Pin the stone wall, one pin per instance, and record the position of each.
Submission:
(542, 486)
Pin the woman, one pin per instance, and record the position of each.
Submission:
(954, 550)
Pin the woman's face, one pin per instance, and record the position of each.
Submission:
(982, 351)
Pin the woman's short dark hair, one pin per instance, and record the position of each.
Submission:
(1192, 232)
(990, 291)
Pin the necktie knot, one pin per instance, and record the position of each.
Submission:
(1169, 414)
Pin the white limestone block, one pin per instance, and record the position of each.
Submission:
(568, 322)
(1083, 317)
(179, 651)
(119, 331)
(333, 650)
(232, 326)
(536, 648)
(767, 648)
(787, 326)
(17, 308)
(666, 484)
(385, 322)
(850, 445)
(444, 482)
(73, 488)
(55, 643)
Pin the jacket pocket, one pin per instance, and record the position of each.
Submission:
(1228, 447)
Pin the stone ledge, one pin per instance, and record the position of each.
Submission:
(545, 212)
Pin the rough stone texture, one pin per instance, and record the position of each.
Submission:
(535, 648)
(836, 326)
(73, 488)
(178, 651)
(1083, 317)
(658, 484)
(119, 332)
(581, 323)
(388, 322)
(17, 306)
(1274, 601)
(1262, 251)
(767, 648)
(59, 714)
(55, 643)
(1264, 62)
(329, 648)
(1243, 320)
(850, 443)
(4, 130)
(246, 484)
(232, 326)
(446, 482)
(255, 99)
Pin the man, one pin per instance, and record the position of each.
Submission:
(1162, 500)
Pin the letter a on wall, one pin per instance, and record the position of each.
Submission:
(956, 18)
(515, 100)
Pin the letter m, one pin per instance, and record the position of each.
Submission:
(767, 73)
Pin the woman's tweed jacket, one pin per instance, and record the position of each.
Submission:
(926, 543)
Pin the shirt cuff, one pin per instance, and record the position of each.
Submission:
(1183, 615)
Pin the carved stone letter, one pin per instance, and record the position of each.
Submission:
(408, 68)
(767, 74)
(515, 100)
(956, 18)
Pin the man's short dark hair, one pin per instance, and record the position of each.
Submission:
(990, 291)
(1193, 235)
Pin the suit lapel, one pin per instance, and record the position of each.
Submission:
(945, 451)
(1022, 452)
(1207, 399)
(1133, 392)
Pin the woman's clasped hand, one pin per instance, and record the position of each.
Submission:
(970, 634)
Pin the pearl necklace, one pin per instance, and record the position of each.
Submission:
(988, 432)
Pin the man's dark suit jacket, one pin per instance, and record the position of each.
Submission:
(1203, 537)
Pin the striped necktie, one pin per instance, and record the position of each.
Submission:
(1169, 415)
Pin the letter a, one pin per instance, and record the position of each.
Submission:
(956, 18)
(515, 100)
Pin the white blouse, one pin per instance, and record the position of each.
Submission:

####################

§ Your instructions: Starting at the line that contains "Pin the carved" and continuing through the last line, write those lines out again with "dark" swapped for "black" and everything else left the same.

§ Output:
Pin the carved stone letter, one pin per instance, and record the position of each.
Submission:
(408, 68)
(767, 74)
(515, 100)
(956, 18)
Pin the man's short black hair, one pin per instance, and record the position of each.
Submission:
(990, 291)
(1193, 235)
Pin the suit lapel, one pin per instance, and record the position of each.
Submission:
(945, 451)
(1022, 452)
(1207, 399)
(1133, 392)
Pin the woman's clasped hand, one pin per instance, and record the position of each.
Submission:
(970, 634)
Pin the pearl necklace, one pin per instance, and record the position of each.
Submission:
(988, 432)
Pin the man's black suit jacket, one pin per instance, and record the position of each.
Submission:
(1203, 537)
Pin the striped necktie, one pin per instance, and record the position of each.
Submission:
(1169, 415)
Pin the letter a, one pin per instance, and record the position of each.
Submission:
(956, 18)
(515, 100)
Pin the white blouse, one pin per instance, and record the position of each.
Submission:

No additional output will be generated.